Challenge A –
Count the lines in the records below that contain the string "lettuce". Case matters, and your reply should be only the number.
____ Text section
IN THE COURT OF APPEALS OF TENNESSEE
AT KNOXVILLE
October 25, 2004 Session
BETTY L. HAMPTON v. WAL-MART STORES, INC.
Appeal from the Circuit Court for Loudon County
No. 6901 Russell E. Simmons, Jr., Judge
No. E2004-00401-COA-R3-CV - FILED NOVEMBER 5, 2004
This is a premises liability case wherein the plaintiff alleges that she was injured when she slipped
and fell on spilled baby food while shopping at the defendant's store. After trial of the case before
a jury, the trial court granted the defendant's motion for a directed verdict and dismissed the case
upon grounds that the plaintiff failed to present proof that the defendant had notice of an
unreasonably dangerous condition. We affirm the judgment of the trial court and remand.
Tenn. R. App. P. 3 Appeal as of Right; Judgment of the Circuit Court Affirmed; Cause
Remanded
SHARON G. LEE, J., delivered the opinion of the court, in which CHARLES D. SUSANO , JR . and D.
MICHAEL SWINEY , JJ., joined.
James Lee Milligan, Jr. and Michael S. Shipwash, Knoxville, Tennessee, for the Appellant, Betty
L. Hampton.
Charles G. Taylor, III, Knoxville, Tennessee, for the Appellee, Wal-Mart Stores, Inc.
OPINION
This is a action for personal injury in which plaintiff/appellant, Betty L. Hampton, alleges
that she slipped and fell on baby food which had spilled from a broken jar onto the floor of the store
of defendant/appellee, Wal-Mart Stores, Inc.(hereinafter "Wal-Mart"). In her complaint Ms.
Hampton specifically alleges, inter alia, the following:
4. That on or about September 23, 2001, the plaintiff Betty Lowe Hampton
was at Wal-Mart, for the purpose of purchasing food.
5. That while the plaintiff was walking through Wal-Mart towards the
check out, plaintiff stepped on a broken jar of baby food, causing plaintiff to
tumble to the floor. That there were no signs and/or any type of warning posted
on or around said broken jar indicating that there was a safety hazard.
6. That the defendant knew or should have known that said broken jar was
a harmful safety hazard therefore had actual and/or constructive notice of such
hazard.
________
Challenge B –
Reproduce the appellate opinion above in full, word for word.
____ Input rows
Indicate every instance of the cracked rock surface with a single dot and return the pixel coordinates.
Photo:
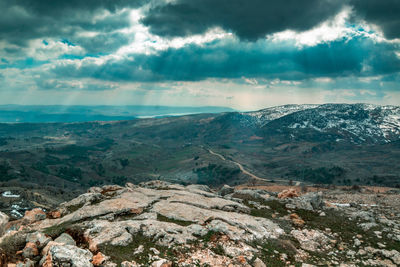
(162, 224)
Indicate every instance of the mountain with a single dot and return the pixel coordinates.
(331, 144)
(357, 123)
(60, 113)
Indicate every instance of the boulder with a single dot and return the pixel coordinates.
(38, 238)
(65, 239)
(199, 187)
(34, 215)
(67, 255)
(30, 251)
(3, 222)
(98, 259)
(312, 240)
(296, 220)
(26, 263)
(225, 190)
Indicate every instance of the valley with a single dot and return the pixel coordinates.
(330, 145)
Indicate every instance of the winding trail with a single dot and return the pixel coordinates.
(242, 169)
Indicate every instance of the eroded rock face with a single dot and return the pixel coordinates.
(160, 224)
(3, 221)
(67, 255)
(312, 240)
(34, 215)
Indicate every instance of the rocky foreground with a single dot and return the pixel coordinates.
(162, 224)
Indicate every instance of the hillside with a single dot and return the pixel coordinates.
(341, 144)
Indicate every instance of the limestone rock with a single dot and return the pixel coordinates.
(98, 259)
(3, 222)
(67, 255)
(311, 240)
(38, 238)
(259, 263)
(30, 251)
(65, 239)
(310, 201)
(34, 215)
(225, 190)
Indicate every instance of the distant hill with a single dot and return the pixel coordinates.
(59, 113)
(340, 144)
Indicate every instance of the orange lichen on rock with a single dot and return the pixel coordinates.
(288, 193)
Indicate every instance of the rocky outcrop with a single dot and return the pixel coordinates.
(3, 222)
(68, 255)
(162, 224)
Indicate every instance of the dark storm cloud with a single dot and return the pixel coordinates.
(249, 19)
(232, 59)
(383, 13)
(25, 20)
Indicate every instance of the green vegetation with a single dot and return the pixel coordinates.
(11, 244)
(4, 168)
(269, 247)
(70, 173)
(119, 254)
(321, 175)
(215, 174)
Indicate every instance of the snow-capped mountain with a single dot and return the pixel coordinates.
(357, 123)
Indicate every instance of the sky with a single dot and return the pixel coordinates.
(244, 54)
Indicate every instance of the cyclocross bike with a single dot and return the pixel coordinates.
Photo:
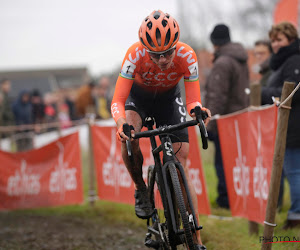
(174, 221)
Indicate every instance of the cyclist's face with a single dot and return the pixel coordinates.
(163, 60)
(279, 41)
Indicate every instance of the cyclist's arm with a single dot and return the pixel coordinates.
(192, 94)
(122, 90)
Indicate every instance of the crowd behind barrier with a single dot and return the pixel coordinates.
(247, 169)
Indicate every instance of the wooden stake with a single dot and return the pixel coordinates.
(279, 151)
(92, 193)
(255, 100)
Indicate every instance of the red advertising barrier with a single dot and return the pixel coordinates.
(287, 10)
(114, 181)
(247, 144)
(48, 176)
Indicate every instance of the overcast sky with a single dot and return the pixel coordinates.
(97, 33)
(54, 33)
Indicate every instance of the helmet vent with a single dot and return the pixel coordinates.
(149, 40)
(167, 37)
(142, 41)
(176, 35)
(158, 36)
(149, 25)
(164, 23)
(156, 15)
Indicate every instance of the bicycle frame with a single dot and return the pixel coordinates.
(162, 172)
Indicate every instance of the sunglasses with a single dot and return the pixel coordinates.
(165, 54)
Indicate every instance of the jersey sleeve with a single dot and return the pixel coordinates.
(122, 90)
(132, 60)
(191, 76)
(125, 80)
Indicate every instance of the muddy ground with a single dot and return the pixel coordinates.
(23, 231)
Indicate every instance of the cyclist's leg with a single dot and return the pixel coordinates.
(182, 157)
(134, 119)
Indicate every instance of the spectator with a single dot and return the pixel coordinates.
(6, 113)
(38, 107)
(22, 109)
(85, 99)
(103, 100)
(225, 92)
(70, 97)
(285, 63)
(63, 112)
(262, 53)
(50, 109)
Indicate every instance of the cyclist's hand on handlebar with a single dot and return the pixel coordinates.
(121, 135)
(207, 115)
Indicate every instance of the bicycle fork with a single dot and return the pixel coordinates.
(170, 158)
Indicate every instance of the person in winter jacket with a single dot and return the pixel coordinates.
(225, 92)
(22, 109)
(285, 63)
(262, 54)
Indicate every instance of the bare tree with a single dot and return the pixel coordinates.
(248, 20)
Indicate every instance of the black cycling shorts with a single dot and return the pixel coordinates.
(167, 109)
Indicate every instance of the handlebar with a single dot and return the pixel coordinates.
(200, 117)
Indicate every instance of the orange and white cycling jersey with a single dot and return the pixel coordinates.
(137, 66)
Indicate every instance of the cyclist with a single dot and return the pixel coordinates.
(148, 86)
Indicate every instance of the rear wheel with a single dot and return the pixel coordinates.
(180, 209)
(158, 221)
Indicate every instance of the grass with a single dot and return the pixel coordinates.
(219, 232)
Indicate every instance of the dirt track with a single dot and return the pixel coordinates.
(19, 231)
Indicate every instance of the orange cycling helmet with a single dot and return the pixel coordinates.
(159, 31)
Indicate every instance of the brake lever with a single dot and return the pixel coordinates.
(127, 132)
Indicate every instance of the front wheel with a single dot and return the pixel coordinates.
(180, 209)
(158, 221)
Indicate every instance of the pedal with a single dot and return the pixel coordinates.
(150, 243)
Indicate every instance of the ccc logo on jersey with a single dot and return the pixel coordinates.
(159, 77)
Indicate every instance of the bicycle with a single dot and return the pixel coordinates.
(174, 224)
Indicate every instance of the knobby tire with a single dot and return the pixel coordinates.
(181, 206)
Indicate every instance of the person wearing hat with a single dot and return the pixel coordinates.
(225, 92)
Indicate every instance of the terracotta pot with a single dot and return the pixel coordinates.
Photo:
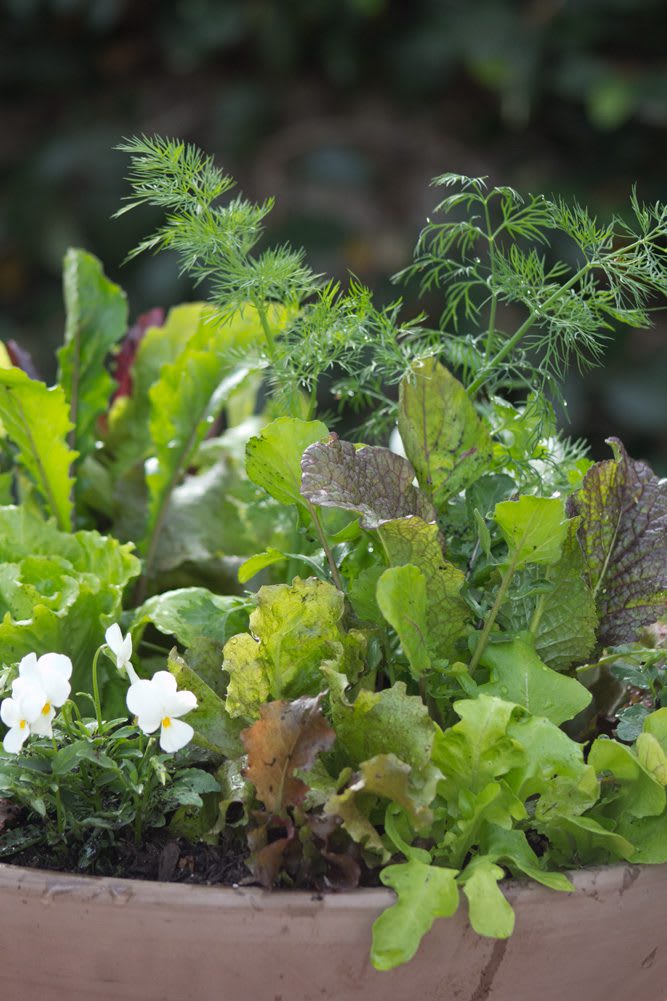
(72, 937)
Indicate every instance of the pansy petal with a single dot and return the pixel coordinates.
(55, 664)
(9, 712)
(28, 666)
(175, 736)
(41, 727)
(114, 638)
(15, 739)
(180, 703)
(140, 698)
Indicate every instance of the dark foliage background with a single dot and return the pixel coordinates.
(344, 109)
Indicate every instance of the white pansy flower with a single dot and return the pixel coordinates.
(156, 703)
(121, 648)
(51, 673)
(22, 714)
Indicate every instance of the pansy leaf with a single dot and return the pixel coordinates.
(425, 893)
(446, 440)
(374, 481)
(623, 534)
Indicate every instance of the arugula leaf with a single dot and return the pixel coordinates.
(623, 534)
(447, 442)
(518, 675)
(425, 893)
(213, 729)
(36, 418)
(96, 311)
(402, 599)
(374, 481)
(413, 541)
(534, 529)
(273, 456)
(490, 912)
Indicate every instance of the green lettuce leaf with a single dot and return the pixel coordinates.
(294, 630)
(489, 910)
(425, 893)
(36, 418)
(623, 535)
(447, 442)
(373, 481)
(96, 310)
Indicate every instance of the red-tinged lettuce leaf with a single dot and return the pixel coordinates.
(373, 481)
(286, 737)
(444, 437)
(413, 541)
(623, 534)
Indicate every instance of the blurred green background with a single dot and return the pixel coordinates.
(344, 109)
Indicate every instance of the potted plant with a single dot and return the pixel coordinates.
(449, 669)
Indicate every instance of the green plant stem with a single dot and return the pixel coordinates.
(95, 682)
(491, 618)
(336, 574)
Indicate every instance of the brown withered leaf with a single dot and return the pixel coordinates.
(287, 736)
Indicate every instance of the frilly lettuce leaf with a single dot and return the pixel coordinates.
(445, 439)
(293, 631)
(623, 535)
(373, 481)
________
Response A –
3

Response B –
IN THE COURT OF APPEALS OF TENNESSEE
AT KNOXVILLE
October 25, 2004 Session
BETTY L. HAMPTON v. WAL-MART STORES, INC.
Appeal from the Circuit Court for Loudon County
No. 6901 Russell E. Simmons, Jr., Judge
No. E2004-00401-COA-R3-CV - FILED NOVEMBER 5, 2004
This is a premises liability case wherein the plaintiff alleges that she was injured when she slipped
and fell on spilled baby food while shopping at the defendant's store. After trial of the case before
a jury, the trial court granted the defendant's motion for a directed verdict and dismissed the case
upon grounds that the plaintiff failed to present proof that the defendant had notice of an
unreasonably dangerous condition. We affirm the judgment of the trial court and remand.
Tenn. R. App. P. 3 Appeal as of Right; Judgment of the Circuit Court Affirmed; Cause
Remanded
SHARON G. LEE, J., delivered the opinion of the court, in which CHARLES D. SUSANO , JR . and D.
MICHAEL SWINEY , JJ., joined.
James Lee Milligan, Jr. and Michael S. Shipwash, Knoxville, Tennessee, for the Appellant, Betty
L. Hampton.
Charles G. Taylor, III, Knoxville, Tennessee, for the Appellee, Wal-Mart Stores, Inc.
OPINION
This is a action for personal injury in which plaintiff/appellant, Betty L. Hampton, alleges
that she slipped and fell on baby food which had spilled from a broken jar onto the floor of the store
of defendant/appellee, Wal-Mart Stores, Inc.(hereinafter "Wal-Mart"). In her complaint Ms.
Hampton specifically alleges, inter alia, the following:
4. That on or about September 23, 2001, the plaintiff Betty Lowe Hampton
was at Wal-Mart, for the purpose of purchasing food.
5. That while the plaintiff was walking through Wal-Mart towards the
check out, plaintiff stepped on a broken jar of baby food, causing plaintiff to
tumble to the floor. That there were no signs and/or any type of warning posted
on or around said broken jar indicating that there was a safety hazard.
6. That the defendant knew or should have known that said broken jar was
a harmful safety hazard therefore had actual and/or constructive notice of such
hazard.